**Task statement**
The expected result is a word-for-word copy of the entries, minus any pictures.

Stored dataset items
————————
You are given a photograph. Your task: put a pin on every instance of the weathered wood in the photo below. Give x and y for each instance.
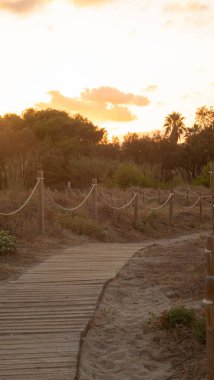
(41, 201)
(44, 311)
(201, 208)
(212, 192)
(171, 205)
(209, 308)
(136, 208)
(94, 199)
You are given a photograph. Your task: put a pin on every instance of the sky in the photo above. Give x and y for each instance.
(123, 64)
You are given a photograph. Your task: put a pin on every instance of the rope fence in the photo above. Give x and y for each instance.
(138, 201)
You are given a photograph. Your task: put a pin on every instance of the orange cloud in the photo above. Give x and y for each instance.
(114, 96)
(89, 3)
(22, 6)
(151, 87)
(112, 105)
(186, 6)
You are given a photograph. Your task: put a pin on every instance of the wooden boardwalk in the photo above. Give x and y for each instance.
(43, 313)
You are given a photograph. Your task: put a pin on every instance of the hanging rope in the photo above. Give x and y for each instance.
(189, 207)
(158, 208)
(119, 208)
(69, 209)
(24, 204)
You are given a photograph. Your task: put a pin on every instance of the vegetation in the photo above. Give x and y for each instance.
(71, 148)
(7, 243)
(180, 316)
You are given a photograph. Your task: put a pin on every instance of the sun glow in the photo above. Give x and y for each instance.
(142, 50)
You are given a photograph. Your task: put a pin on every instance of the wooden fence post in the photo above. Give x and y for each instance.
(209, 308)
(41, 201)
(187, 196)
(171, 204)
(94, 195)
(200, 207)
(69, 187)
(136, 208)
(159, 196)
(212, 192)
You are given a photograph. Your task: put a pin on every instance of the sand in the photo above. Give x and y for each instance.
(116, 344)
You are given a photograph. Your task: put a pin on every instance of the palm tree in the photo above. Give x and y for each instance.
(174, 126)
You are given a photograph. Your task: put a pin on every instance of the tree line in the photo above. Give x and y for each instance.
(72, 148)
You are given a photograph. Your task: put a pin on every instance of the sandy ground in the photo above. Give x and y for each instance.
(117, 346)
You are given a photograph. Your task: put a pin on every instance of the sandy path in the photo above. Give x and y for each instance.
(116, 347)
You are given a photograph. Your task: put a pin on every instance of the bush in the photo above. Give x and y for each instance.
(168, 319)
(7, 243)
(128, 174)
(201, 330)
(204, 178)
(83, 226)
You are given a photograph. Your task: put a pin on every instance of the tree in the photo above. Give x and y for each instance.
(174, 126)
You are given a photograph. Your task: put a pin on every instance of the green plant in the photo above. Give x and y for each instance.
(175, 316)
(203, 178)
(7, 243)
(200, 330)
(83, 226)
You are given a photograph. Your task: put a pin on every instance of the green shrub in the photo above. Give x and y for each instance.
(200, 330)
(7, 243)
(127, 174)
(204, 178)
(179, 315)
(83, 226)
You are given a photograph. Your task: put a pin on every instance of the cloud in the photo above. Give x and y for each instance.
(89, 3)
(22, 6)
(186, 6)
(150, 88)
(114, 96)
(99, 104)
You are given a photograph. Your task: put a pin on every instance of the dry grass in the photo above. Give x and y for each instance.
(113, 225)
(155, 280)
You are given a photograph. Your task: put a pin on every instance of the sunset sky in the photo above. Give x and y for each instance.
(124, 64)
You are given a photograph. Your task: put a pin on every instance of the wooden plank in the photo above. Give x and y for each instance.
(43, 312)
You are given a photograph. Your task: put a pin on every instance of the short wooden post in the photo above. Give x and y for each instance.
(200, 207)
(94, 196)
(171, 205)
(159, 196)
(212, 192)
(209, 308)
(187, 196)
(174, 195)
(136, 208)
(41, 201)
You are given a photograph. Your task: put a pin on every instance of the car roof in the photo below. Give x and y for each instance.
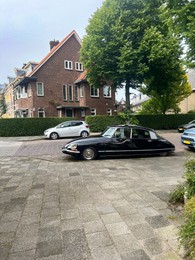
(134, 126)
(191, 130)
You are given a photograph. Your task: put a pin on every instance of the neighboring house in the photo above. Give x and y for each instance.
(1, 98)
(188, 103)
(57, 86)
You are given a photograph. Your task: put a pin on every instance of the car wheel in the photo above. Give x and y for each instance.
(54, 136)
(89, 153)
(84, 134)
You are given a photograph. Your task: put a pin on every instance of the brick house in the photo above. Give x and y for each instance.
(57, 86)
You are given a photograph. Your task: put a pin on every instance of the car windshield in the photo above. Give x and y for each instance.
(109, 132)
(192, 122)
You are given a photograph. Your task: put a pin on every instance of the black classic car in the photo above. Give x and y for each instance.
(119, 140)
(189, 125)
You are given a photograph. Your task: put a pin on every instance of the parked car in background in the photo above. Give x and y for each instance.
(188, 138)
(120, 141)
(68, 129)
(189, 125)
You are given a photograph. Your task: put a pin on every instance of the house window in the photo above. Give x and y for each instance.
(109, 111)
(76, 93)
(40, 89)
(41, 112)
(70, 90)
(29, 90)
(82, 112)
(93, 111)
(82, 91)
(68, 65)
(23, 92)
(18, 92)
(78, 66)
(64, 92)
(107, 91)
(94, 92)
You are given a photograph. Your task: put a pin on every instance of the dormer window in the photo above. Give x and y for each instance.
(107, 91)
(68, 65)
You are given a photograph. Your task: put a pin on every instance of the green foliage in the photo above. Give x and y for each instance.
(187, 230)
(28, 126)
(167, 100)
(187, 189)
(177, 195)
(190, 178)
(131, 42)
(183, 22)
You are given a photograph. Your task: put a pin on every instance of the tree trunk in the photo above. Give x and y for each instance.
(127, 94)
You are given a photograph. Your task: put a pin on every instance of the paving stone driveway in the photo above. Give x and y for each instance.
(55, 207)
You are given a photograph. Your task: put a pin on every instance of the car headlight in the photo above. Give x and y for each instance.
(72, 147)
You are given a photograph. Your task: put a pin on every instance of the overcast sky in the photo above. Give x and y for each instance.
(27, 27)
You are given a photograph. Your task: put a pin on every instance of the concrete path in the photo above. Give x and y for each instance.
(55, 207)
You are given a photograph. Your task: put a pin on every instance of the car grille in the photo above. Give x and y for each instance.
(188, 139)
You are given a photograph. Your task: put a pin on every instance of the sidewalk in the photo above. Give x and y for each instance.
(41, 137)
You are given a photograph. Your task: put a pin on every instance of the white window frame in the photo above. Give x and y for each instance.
(83, 112)
(93, 111)
(94, 92)
(41, 110)
(29, 90)
(82, 91)
(76, 93)
(109, 95)
(65, 92)
(23, 92)
(70, 92)
(78, 66)
(68, 65)
(42, 89)
(109, 111)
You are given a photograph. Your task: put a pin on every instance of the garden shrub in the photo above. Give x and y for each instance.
(187, 230)
(177, 195)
————————
**Task answer**
You are given a photograph. Your task: put a pin on every instance of the weathered wood in the photo below. Give x and y for each instance.
(41, 201)
(44, 311)
(201, 208)
(212, 192)
(171, 205)
(209, 308)
(136, 208)
(94, 199)
You are given a photograph. Your task: put a pin on every instance of the sky in the photo above. Give x and y for each instance.
(123, 64)
You are given a photograph. Your task: put a pin on every instance of the rope fence in the photo above. Give x and y for each instance.
(138, 201)
You are given a photograph. Your task: put a pin on every instance of the orange cloud in the photo above. Give x and y for each instance.
(114, 96)
(89, 3)
(22, 6)
(151, 87)
(112, 105)
(186, 6)
You are given a photograph. Your task: put a pin on every instance of the wooden boardwalk in the photo above. Give x and y for each instance.
(43, 313)
You are given a photograph. Your task: put a pin on every instance of the hanging rope in the photo above. Give x and y for each instance.
(189, 207)
(158, 208)
(119, 208)
(69, 209)
(24, 204)
You are given a photograph. Your task: put a pin on every instance of the vegetation in the photo above. Give x and y for each instance.
(71, 148)
(7, 243)
(180, 316)
You are given a photograph. Your task: put a pin on every instance of the sun glow in the photo above. Give x and y for each instance.
(142, 50)
You are given a photograph. Your task: put a pin on every instance of the wooden fence post in the photo above. Give x and y for each instance.
(209, 308)
(41, 201)
(187, 196)
(171, 204)
(94, 195)
(200, 207)
(69, 187)
(136, 208)
(159, 196)
(212, 192)
You are given a photograph. Your task: put a pin on every instance of the sand in the photo above. Give x and y for each instance.
(116, 344)
You are given a photograph. Your task: put a pin on every instance of the palm tree in the photo above. Give x and y for each instance.
(174, 126)
You are given a photograph. Your task: put a pin on every instance of the tree line in the photo above. Give x and y for each instance.
(72, 148)
You are given a photograph. Your task: put a pin on every instance of the sandy ground in the photo above. Give x and y for each instance.
(117, 346)
You are given a photograph. Your task: put a pin on every instance of the sandy path in the photo above. Give x and y for each instance.
(116, 347)
You are given a photograph. Your task: put a pin on every instance of the bush in the photo above. Give x and y for each instance.
(168, 319)
(7, 243)
(128, 174)
(201, 330)
(204, 178)
(83, 226)
You are given a photograph. Your task: put a pin on every instance of the tree in the photo above. Give x and y for each instance.
(174, 126)
You are given a photograph. Your task: put a pin on every instance of the green plant in the photo above. Give x and y for each instance.
(175, 316)
(203, 178)
(7, 243)
(200, 330)
(83, 226)
You are given a photograph. Your task: put a pin on every instance of the green shrub in the photo above. Give x and y for each instance.
(200, 330)
(7, 243)
(127, 174)
(204, 178)
(179, 315)
(83, 226)
You are given a photograph. Your task: put a pin on every instance of the cloud in the photo above. Give x and y for each instance.
(89, 3)
(22, 6)
(186, 6)
(150, 88)
(114, 96)
(99, 104)
You are given a photograph. Your task: put a pin on every instance of the dry grass in the photo above. Give x and y for each instance.
(113, 225)
(155, 280)
You are given a photograph. Your task: put a pin on every instance of the sunset sky in the photo above. Give x and y for each instance.
(124, 64)
You are given a photograph. Your task: put a pin on every instance of the wooden plank in the photo above. Give x and y for each instance.
(43, 312)
You are given a photograph. Your task: put a pin on every instance of the short wooden post in the photo above. Give x and y for each instance.
(200, 207)
(94, 196)
(171, 205)
(159, 196)
(212, 192)
(209, 308)
(187, 196)
(174, 195)
(136, 208)
(41, 201)
You are given a photograph. Your task: put a pin on every instance of the car roof in the photo below. Give x and y for each instance.
(134, 126)
(191, 130)
You are given a photograph. Your task: put a pin on every instance of the neighboring house in the photo above. Give x and y for each instance.
(1, 98)
(188, 103)
(57, 86)
You are given a photograph. Your task: put a pin on every instance of the car wheel in the photo above. Give x and y for each instance.
(54, 136)
(89, 153)
(84, 134)
You are given a photograph. Your task: put a pin on every instance of the brick house in the photo above. Give x and y for each instance.
(57, 86)
You are given a photograph. Your task: put a pin on every instance of the car windshield in the photo above. Give x and y for each instance.
(109, 132)
(192, 122)
You are given a photograph. Your task: put a pin on every instance of the black classic car in the photo above. Give x and y for each instance.
(119, 140)
(189, 125)
You are given a photograph. Your task: put a pin on every instance of the parked car in background in the photo above. Give x and y for each instance.
(188, 138)
(120, 141)
(68, 129)
(189, 125)
You are given a photograph. Your task: put a pin on every instance of the house window in the photo above. Give x and y for each instance.
(109, 111)
(76, 93)
(40, 89)
(41, 112)
(70, 90)
(29, 90)
(82, 112)
(93, 111)
(82, 91)
(68, 65)
(23, 92)
(18, 92)
(78, 66)
(64, 92)
(107, 91)
(94, 92)
You are given a photograph. Your task: put a pin on every instance of the dormer window in the photo above. Give x and y for each instance.
(107, 91)
(68, 65)
You are given a photograph. Your task: put a pin on every instance of the green foliage in the photo above. Give x and y for each instance.
(187, 230)
(28, 126)
(167, 100)
(187, 189)
(177, 195)
(190, 178)
(131, 42)
(183, 22)
You are given a photograph. Your task: put a pin on every instance of the tree trunk in the photo above. Give x and y for each instance.
(127, 94)
You are given a photograph. Your task: put a pin on every instance of the paving stone driveway in the photo above. Give x and y for each instance.
(55, 207)
You are given a photograph. Your task: put a pin on every instance of the car headlight in the photo above. Give x and y for each instance.
(72, 147)
You are given a photograph. Your task: put a pin on every instance of the overcast sky in the photo above. Give x and y for each instance.
(27, 27)
You are given a photograph. Your task: put a pin on every instance of the concrete path in the photo above. Give x and y for each instance.
(55, 207)
You are given a photograph. Your task: put a pin on every instance of the car grille in the photo above. Give x and y for each instance.
(188, 139)
You are given a photograph. Your task: put a pin on every instance of the sidewalk in the photo above. Give x and y for each instance.
(41, 137)
You are given a photograph. Your task: put a pin on every instance of the white window frame in the photo above. Give x and y for each instance.
(83, 112)
(93, 111)
(94, 92)
(41, 110)
(29, 90)
(82, 91)
(76, 93)
(109, 95)
(65, 92)
(23, 92)
(70, 92)
(78, 66)
(68, 65)
(42, 89)
(109, 111)
You are given a photograph. Your task: put a pin on every instance of the garden shrub in the photo above. Give x and y for each instance.
(187, 230)
(177, 195)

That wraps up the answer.